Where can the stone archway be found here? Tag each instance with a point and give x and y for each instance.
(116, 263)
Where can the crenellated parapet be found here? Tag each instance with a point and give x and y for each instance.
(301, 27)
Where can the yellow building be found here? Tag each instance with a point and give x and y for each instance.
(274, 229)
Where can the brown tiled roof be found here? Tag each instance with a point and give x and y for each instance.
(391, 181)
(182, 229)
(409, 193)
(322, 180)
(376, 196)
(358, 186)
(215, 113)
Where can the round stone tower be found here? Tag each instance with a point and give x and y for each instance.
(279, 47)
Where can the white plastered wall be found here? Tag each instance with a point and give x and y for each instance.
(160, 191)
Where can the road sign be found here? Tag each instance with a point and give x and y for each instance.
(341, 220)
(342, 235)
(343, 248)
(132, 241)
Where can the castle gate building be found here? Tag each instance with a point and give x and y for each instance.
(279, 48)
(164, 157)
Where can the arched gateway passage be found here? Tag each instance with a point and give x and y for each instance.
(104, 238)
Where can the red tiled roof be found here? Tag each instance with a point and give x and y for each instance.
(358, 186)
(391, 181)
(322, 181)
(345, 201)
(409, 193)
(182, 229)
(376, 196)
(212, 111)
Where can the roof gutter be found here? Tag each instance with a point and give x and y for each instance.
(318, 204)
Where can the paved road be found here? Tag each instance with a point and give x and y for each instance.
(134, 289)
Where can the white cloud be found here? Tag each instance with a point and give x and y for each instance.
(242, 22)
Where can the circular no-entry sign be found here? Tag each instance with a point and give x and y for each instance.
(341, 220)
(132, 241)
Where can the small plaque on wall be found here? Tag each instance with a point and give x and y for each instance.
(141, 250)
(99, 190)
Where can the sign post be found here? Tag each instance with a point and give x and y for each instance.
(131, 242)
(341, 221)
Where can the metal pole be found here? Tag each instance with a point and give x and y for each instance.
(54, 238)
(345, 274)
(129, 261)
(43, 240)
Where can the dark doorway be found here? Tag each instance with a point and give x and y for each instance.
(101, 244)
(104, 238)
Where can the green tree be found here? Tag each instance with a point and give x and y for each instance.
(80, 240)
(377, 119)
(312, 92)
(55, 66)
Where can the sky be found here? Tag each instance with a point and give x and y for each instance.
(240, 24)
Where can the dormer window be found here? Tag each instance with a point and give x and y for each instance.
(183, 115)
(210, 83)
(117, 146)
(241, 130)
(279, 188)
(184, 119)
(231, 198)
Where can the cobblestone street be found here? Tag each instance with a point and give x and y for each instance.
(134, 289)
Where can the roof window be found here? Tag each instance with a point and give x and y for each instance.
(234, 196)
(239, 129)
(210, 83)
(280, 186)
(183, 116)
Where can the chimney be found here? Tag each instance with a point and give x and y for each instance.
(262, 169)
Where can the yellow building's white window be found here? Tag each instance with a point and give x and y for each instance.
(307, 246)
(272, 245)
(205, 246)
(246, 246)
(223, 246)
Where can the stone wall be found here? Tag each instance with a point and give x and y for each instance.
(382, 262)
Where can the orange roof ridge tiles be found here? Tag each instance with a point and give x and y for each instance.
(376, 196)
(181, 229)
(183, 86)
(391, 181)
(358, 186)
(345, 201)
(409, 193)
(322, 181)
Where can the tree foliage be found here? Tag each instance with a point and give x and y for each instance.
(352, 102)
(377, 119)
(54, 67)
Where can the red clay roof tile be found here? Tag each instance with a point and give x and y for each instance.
+++++
§ **Requirement**: Reproduce the material in full, keeping every line exactly as given.

§ **Answer below**:
Where can the stone archway be found here? Tag each instance with a point and give x and y for each instance.
(116, 263)
Where can the crenellated parapet be found here? Tag each instance with a point and give x and y for each instance.
(301, 27)
Where can the yellow building be found here? Tag each instance with a point and give x and y for each instance.
(274, 229)
Where can the brown tiled roof be found here? Tag each instance with a point and give x and y for each instance.
(391, 181)
(182, 229)
(409, 193)
(322, 180)
(376, 196)
(358, 186)
(215, 113)
Where can the round stone tower be found here? Tag each instance with a point and give x and y for each instance.
(279, 47)
Where can the white plastered wall be found here? Tag each instance with a point and give x and y for each instance.
(160, 191)
Where can the road sign be found here? Tag each instance with a point and give x and y for each instance.
(341, 220)
(342, 235)
(343, 248)
(132, 241)
Where can the castle gate building be found here? Tag each instance with a point and give x and y for each instance.
(279, 48)
(164, 157)
Where can the arched gateway passage be found here? Tag each instance with a point and give x and y for each instance.
(104, 238)
Where can the red tiled roof be found here? Tag each instance with a point and give x and y for each instance.
(358, 186)
(391, 181)
(322, 181)
(345, 201)
(409, 193)
(182, 229)
(376, 196)
(212, 111)
Where can the roof gutter be found here? Tag each instance with a point and give x and y for each instance.
(318, 204)
Where can the paved road be found here? Tag each instance with a point and give x and y for each instance.
(134, 289)
Where can the white cloud be found here? Tag each instance with a point and give x and y for each instance.
(242, 22)
Where can the circular no-entry sign be found here? Tag each instance with a point and give x and y for each instance.
(341, 220)
(132, 241)
Where can the small plaque on wall be found here? Tag each instance with a point and give x and y for each instance.
(141, 250)
(99, 190)
Where can the sign post be found here? Tag each instance with a point and give x and y for each instance.
(131, 242)
(341, 221)
Where can the metal pole be found here? Tag each instance with a point and give x and y for each instance.
(54, 238)
(345, 274)
(129, 261)
(43, 240)
Where can the dark doorway be found here? Tag each instance with a point and give x and y for each instance.
(101, 244)
(104, 238)
Where can the green tree be found here? Tag each instance with a point and give x and y for each instance.
(80, 240)
(377, 119)
(312, 92)
(55, 66)
Where can the sky be found here? Tag each instance with a point and give x and y for each instance.
(240, 24)
Where can the dormer window be found here? Tag each instance with a point and give x and y for each instance.
(183, 115)
(210, 83)
(117, 146)
(241, 130)
(279, 188)
(184, 119)
(231, 198)
Where can the cobblestone street be found here? Tag each instance with a point and give x and y for each instance.
(134, 289)
Where can the roof window be found here? Tag each instance with a point and give x and y for each instance.
(234, 196)
(239, 129)
(210, 83)
(280, 186)
(183, 116)
Where can the chimney be found here? Tag each instance with a point and give x and y for each instance.
(262, 169)
Where can the yellow building's white window be found here? Tag each instance with a point and give x and y for each instance.
(307, 246)
(272, 245)
(205, 246)
(246, 246)
(223, 246)
Where can the stone wall be found here? Tag each instance with a point and give x and y for each instance.
(382, 262)
Where can the orange roof ridge tiles be found here? Tag each instance with a point and give x and y for each instance.
(376, 196)
(181, 229)
(183, 86)
(391, 181)
(358, 186)
(345, 201)
(409, 193)
(322, 181)
Where can the tree foliage be found here? Tag each instance with a point and give x and y for each instance.
(352, 102)
(377, 119)
(54, 67)
Where can the red clay roof tile be found here? Tag each instance with a point and give x and y for each instance.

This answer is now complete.